_Goal_
Can you repeat the rows word for word, everything from the very first line down to and including the line containing "pixel 587 622"?

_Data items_
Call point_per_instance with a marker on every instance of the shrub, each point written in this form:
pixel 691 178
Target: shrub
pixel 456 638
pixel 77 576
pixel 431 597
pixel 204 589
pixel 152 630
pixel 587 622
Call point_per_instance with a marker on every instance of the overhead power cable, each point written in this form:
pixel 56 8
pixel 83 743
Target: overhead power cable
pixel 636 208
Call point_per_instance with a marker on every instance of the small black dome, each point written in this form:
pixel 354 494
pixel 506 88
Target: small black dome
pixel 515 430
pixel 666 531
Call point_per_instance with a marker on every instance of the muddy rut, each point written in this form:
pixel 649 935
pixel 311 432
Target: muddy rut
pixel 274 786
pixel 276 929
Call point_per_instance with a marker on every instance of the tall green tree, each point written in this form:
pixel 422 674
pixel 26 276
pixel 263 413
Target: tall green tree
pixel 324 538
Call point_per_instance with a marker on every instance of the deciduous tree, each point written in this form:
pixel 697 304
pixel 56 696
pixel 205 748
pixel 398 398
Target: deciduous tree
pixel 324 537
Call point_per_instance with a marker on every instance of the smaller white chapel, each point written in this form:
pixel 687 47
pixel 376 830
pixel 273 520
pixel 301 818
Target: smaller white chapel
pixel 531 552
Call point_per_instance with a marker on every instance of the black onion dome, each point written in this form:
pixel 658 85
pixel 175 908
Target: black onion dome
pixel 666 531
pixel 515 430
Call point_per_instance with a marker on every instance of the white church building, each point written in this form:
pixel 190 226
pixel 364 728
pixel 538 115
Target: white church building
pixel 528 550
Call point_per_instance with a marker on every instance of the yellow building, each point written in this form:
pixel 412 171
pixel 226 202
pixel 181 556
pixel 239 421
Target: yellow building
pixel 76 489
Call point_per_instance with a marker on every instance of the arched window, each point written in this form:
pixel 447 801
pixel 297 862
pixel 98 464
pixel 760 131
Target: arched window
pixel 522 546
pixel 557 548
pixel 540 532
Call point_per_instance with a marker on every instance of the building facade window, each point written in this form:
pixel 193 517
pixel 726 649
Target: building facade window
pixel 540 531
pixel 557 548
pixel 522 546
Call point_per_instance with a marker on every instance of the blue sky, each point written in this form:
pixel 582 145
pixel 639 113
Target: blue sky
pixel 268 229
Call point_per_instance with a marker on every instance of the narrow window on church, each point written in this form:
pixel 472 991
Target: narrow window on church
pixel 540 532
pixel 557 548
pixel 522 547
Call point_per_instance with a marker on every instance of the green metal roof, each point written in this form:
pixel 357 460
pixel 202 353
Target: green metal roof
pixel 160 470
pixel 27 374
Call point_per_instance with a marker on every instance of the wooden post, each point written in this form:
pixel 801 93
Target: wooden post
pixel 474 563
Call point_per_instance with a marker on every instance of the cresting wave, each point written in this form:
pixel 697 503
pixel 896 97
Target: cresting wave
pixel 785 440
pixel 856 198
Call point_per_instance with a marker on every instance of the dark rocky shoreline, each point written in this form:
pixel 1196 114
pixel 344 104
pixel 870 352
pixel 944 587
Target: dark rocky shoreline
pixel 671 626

_Full answer_
Call point_per_instance with a marker on every instance of the shrub, each point written in this form:
pixel 691 178
Target: shrub
pixel 456 638
pixel 77 576
pixel 431 597
pixel 204 589
pixel 152 630
pixel 587 622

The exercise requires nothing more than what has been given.